● PROBLEM DESCRIPTION: Copy out the passage on data cleansing and data lineage word for word, in full.

● SELECTED EXTRACT:
Data cleansing is another tactic to help preserve data integrity even if low-quality data is present. Tools and automated processes exist to help identify and correct errors to remove irrelevant, incorrect, or outdated information before it can be fed into systems like AI. In essence, following an agreed-upon set of data creation and management processes along with continually cleaning up messy data are at the foundation of data integrity.
Next, maintaining data visibility through data lineage and metrics can help flag issues before they cause damage. Data lineage is analogous to provenance in the art world. Businesses need to know things such as the origin of data, the path it takes in their systems, and where edits or changes occur in the same way an art dealer would want to be assured a painting is authentic and has previously been sold in accordance with the law.
While we may think of data quality issues as being introduced by accident, businesses must also guard against bad actors intentionally generating incorrect information for nefarious purposes. A business that tracks data lineage is better positioned to identify points of error, follow how data is transformed, and ensure accurate information is reaching the right tools, versus one that neglects oversight.

● DATA EXTRACTS:

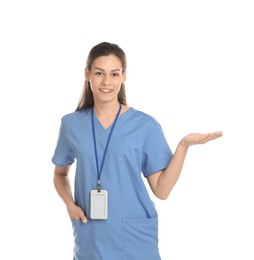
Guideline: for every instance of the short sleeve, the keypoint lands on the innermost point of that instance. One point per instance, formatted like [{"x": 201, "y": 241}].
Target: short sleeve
[
  {"x": 156, "y": 152},
  {"x": 63, "y": 154}
]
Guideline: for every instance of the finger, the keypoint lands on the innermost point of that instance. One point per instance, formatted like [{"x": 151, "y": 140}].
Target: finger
[
  {"x": 83, "y": 218},
  {"x": 212, "y": 136}
]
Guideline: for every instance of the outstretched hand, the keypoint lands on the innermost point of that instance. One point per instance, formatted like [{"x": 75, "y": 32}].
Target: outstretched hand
[{"x": 197, "y": 138}]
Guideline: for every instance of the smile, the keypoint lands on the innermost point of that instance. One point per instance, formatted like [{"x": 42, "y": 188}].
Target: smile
[{"x": 105, "y": 90}]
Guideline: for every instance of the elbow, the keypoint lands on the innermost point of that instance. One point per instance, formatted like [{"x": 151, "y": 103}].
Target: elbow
[{"x": 162, "y": 196}]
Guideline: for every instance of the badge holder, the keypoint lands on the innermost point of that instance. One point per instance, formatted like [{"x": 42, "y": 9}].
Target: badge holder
[{"x": 98, "y": 204}]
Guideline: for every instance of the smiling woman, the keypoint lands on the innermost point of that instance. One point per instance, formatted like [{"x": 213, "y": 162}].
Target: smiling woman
[{"x": 112, "y": 214}]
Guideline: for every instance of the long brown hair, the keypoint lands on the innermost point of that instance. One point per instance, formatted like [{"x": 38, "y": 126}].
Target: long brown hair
[{"x": 102, "y": 49}]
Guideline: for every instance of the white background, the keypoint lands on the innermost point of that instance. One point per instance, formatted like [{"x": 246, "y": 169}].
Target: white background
[{"x": 190, "y": 65}]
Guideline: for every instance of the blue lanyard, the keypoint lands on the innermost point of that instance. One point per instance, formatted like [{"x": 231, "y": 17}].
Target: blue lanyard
[{"x": 99, "y": 170}]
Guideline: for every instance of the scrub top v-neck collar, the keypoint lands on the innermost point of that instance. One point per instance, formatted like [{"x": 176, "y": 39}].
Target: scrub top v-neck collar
[{"x": 101, "y": 129}]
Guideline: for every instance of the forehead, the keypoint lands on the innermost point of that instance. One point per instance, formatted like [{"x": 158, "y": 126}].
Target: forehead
[{"x": 107, "y": 62}]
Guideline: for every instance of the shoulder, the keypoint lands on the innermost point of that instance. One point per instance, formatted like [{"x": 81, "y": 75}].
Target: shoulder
[{"x": 74, "y": 117}]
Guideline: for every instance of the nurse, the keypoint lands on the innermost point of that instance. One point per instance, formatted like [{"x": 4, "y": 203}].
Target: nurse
[{"x": 112, "y": 216}]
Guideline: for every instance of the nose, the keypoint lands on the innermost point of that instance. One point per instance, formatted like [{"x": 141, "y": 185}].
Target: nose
[{"x": 106, "y": 81}]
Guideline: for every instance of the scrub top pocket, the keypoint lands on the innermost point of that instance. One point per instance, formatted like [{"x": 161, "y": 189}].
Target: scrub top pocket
[
  {"x": 140, "y": 239},
  {"x": 82, "y": 241}
]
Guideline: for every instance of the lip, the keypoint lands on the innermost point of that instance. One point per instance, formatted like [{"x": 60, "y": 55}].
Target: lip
[{"x": 105, "y": 90}]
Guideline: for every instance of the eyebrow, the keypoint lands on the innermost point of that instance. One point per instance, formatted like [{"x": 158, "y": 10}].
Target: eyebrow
[{"x": 96, "y": 68}]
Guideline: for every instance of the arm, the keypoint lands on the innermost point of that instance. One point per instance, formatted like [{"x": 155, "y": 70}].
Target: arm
[
  {"x": 63, "y": 188},
  {"x": 162, "y": 182}
]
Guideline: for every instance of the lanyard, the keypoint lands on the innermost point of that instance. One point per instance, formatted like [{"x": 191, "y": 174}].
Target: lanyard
[{"x": 99, "y": 169}]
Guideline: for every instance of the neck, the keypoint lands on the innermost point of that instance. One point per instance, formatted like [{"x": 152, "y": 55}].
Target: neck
[{"x": 106, "y": 109}]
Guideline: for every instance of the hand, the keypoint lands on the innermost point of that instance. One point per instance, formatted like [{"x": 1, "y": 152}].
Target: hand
[
  {"x": 196, "y": 138},
  {"x": 76, "y": 213}
]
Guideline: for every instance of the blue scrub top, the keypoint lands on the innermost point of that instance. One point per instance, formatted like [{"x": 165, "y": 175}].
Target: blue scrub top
[{"x": 137, "y": 146}]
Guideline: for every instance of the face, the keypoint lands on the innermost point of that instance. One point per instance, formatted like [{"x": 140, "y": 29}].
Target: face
[{"x": 106, "y": 78}]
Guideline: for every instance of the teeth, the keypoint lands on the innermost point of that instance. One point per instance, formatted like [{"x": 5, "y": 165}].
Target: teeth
[{"x": 106, "y": 90}]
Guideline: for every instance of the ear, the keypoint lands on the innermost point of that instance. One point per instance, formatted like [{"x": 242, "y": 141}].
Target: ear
[
  {"x": 124, "y": 76},
  {"x": 87, "y": 74}
]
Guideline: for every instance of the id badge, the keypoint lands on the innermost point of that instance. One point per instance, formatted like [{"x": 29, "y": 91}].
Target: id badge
[{"x": 98, "y": 204}]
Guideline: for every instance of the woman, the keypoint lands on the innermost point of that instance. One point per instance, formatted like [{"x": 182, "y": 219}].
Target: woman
[{"x": 112, "y": 215}]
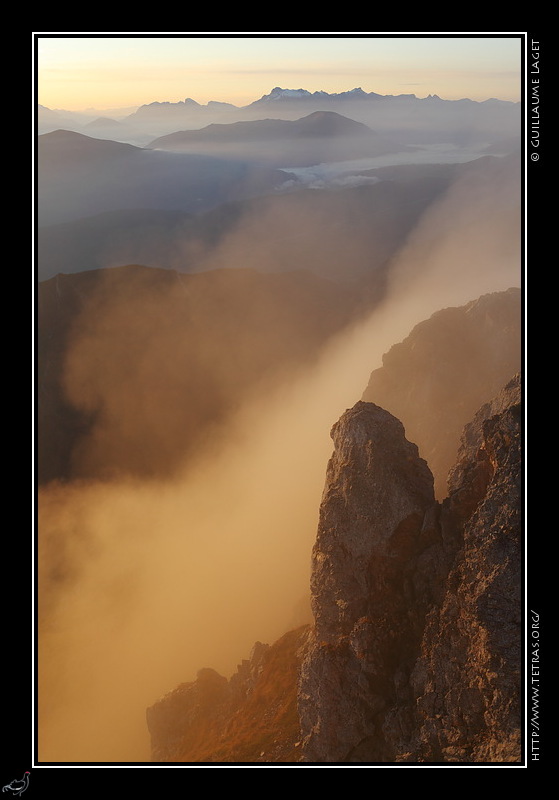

● COMPLETED EXERCISE:
Data cleansing is another tactic to help preserve data integrity even if low-quality data is present. Tools and automated processes exist to help identify and correct errors to remove irrelevant, incorrect, or outdated information before it can be fed into systems like AI. In essence, following an agreed-upon set of data creation and management processes along with continually cleaning up messy data are at the foundation of data integrity.
Next, maintaining data visibility through data lineage and metrics can help flag issues before they cause damage. Data lineage is analogous to provenance in the art world. Businesses need to know things such as the origin of data, the path it takes in their systems, and where edits or changes occur in the same way an art dealer would want to be assured a painting is authentic and has previously been sold in accordance with the law.
While we may think of data quality issues as being introduced by accident, businesses must also guard against bad actors intentionally generating incorrect information for nefarious purposes. A business that tracks data lineage is better positioned to identify points of error, follow how data is transformed, and ensure accurate information is reaching the right tools, versus one that neglects oversight.